* [Task 1] In the forum thread on network access through DOS, copy everything from "This website has" down to "the main drive.", substituting "secondary drive" for "slave drive" throughout.

* [Source excerpt]
# Network access through dos



## Padmund (Feb 20, 2005)

Hi our PC has decided to crash and will not let me access the C drive .. when it boots up we can get to a command prompt for a\ which is usually the FDD but i think on this machine its the partition on the drive.

Is it possible for us to access our networked machines through dos ???
As there is some stuff we would like to try and back up ? 

Hope this makes sense 
Thanks 
Paddy


----------



## squidboy (Dec 29, 2004)

Padmund said:


> Hi our PC has decided to crash and will not let me access the C drive .. when it boots up we can get to a command prompt for a\ which is usually the FDD but i think on this machine its the partition on the drive.
> 
> Is it possible for us to access our networked machines through dos ???
> As there is some stuff we would like to try and back up ?
> ...


Can do, but it will take a bit of work on your part.

Basically, you'd need to load the (dos version) of your network card driver and the TCP/IP stack. Once that's successful you can connect to shares...assuming this is all windows based (?).

This website has some great stuff to get you started to boot off a floppy, load the right drivers and connect to your shares:

http://www.bootdisk.com/


----------



## Lurker1 (Jan 30, 2001)

If you are getting a A prompt are you sure that you don't have anything in the floppy drive? Anyway the best thing to do to try to recover files is to remove the hard drive from its current computer and hook it up as a slave drive in a different (working) computer. Then you may be able to copy the information you want to save from the slave drive to the main drive.


----------



## nikhilvc (Mar 17, 2005)

hey everyone,
i wanted to know how to send a message from one computer to another through DOS?
any suggestions?


----------

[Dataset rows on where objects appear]
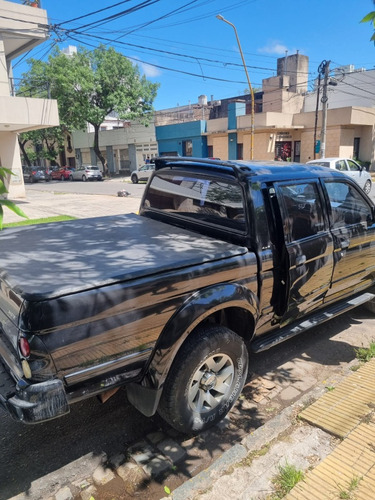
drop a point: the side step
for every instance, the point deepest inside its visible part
(267, 341)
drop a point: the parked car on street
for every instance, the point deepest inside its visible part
(61, 173)
(86, 173)
(35, 174)
(348, 167)
(143, 173)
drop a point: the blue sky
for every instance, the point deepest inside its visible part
(183, 46)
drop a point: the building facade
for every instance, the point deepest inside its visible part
(125, 146)
(287, 120)
(22, 28)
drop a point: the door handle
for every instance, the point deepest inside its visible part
(344, 245)
(300, 260)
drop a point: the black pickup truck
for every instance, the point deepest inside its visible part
(224, 257)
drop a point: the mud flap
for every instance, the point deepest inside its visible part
(38, 402)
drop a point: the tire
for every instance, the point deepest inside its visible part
(205, 380)
(367, 187)
(370, 305)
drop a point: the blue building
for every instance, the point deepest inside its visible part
(183, 139)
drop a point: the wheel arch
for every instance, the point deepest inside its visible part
(230, 305)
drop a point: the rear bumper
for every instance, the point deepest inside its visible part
(37, 402)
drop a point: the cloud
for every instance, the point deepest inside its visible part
(274, 47)
(148, 69)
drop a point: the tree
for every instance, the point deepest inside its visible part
(370, 18)
(89, 85)
(47, 142)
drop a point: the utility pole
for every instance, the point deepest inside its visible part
(221, 18)
(324, 109)
(316, 111)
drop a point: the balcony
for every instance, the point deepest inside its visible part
(27, 25)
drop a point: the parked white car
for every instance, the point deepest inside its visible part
(348, 167)
(143, 173)
(86, 173)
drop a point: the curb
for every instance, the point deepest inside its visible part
(255, 441)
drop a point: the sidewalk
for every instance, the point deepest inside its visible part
(41, 204)
(332, 441)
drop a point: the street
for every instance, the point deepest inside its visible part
(108, 186)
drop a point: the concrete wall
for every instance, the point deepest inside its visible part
(20, 114)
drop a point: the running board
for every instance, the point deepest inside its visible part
(267, 341)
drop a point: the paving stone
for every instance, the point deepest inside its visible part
(132, 475)
(88, 493)
(156, 437)
(289, 393)
(64, 494)
(157, 465)
(172, 450)
(141, 457)
(102, 476)
(305, 384)
(117, 460)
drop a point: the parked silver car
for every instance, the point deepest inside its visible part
(348, 167)
(143, 173)
(86, 173)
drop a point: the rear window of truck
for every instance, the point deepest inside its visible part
(213, 201)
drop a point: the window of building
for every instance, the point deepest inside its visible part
(187, 148)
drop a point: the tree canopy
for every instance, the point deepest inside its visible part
(370, 18)
(89, 85)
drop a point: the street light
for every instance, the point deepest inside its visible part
(221, 18)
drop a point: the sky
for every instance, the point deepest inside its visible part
(183, 46)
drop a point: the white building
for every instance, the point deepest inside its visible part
(22, 28)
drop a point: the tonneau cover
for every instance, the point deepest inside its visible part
(49, 260)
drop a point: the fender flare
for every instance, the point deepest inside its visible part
(145, 395)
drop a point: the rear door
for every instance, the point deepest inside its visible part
(353, 231)
(308, 245)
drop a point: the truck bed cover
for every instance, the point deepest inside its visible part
(50, 260)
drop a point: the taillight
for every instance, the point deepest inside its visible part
(24, 347)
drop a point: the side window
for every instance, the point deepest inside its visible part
(353, 166)
(303, 210)
(347, 204)
(341, 165)
(204, 200)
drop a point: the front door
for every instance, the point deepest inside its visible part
(308, 244)
(283, 150)
(297, 151)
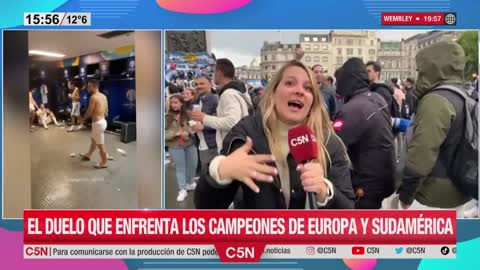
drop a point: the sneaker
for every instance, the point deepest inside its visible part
(471, 213)
(182, 194)
(191, 186)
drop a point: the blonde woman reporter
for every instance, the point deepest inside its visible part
(255, 154)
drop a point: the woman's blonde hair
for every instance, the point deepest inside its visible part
(317, 118)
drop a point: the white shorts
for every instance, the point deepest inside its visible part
(98, 131)
(75, 109)
(47, 120)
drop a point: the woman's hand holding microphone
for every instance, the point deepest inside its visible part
(246, 168)
(243, 167)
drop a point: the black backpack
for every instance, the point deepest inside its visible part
(464, 169)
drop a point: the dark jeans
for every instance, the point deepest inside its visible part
(368, 203)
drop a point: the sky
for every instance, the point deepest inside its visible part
(242, 46)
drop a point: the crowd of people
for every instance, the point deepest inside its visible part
(382, 145)
(96, 111)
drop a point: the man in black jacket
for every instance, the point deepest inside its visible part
(328, 93)
(207, 102)
(364, 126)
(377, 86)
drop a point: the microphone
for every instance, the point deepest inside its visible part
(303, 147)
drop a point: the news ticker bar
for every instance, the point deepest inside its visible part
(419, 18)
(238, 252)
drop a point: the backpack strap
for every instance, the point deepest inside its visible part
(454, 89)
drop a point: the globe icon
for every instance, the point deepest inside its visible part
(450, 19)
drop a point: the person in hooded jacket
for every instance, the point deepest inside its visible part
(233, 102)
(376, 85)
(256, 156)
(364, 126)
(438, 128)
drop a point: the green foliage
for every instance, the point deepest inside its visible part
(469, 43)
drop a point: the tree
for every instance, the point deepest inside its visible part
(469, 43)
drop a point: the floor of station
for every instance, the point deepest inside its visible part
(171, 189)
(63, 182)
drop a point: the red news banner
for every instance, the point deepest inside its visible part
(238, 230)
(413, 18)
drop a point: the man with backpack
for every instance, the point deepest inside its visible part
(233, 102)
(441, 168)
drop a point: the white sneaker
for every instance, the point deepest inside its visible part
(471, 213)
(182, 194)
(191, 186)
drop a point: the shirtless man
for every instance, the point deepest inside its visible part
(32, 107)
(97, 109)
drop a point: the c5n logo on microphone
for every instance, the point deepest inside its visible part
(303, 139)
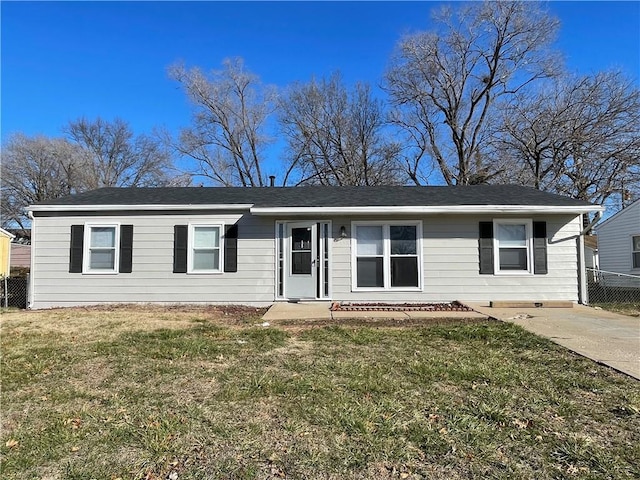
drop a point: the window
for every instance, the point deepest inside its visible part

* [Task 2] Count how many lines of the records contain the word "door", and reply with that number alone.

* [Worked answer 1]
This website has some great stuff to get you started to boot off a floppy, load the right drivers and connect to your shares:

http://www.bootdisk.com/


----------



## Lurker1 (Jan 30, 2001)

If you are getting a A prompt are you sure that you don't have anything in the floppy drive? Anyway the best thing to do to try to recover files is to remove the hard drive from its current computer and hook it up as a secondary drive in a different (working) computer. Then you may be able to copy the information you want to save from the secondary drive to the main drive.

* [Worked answer 2] 3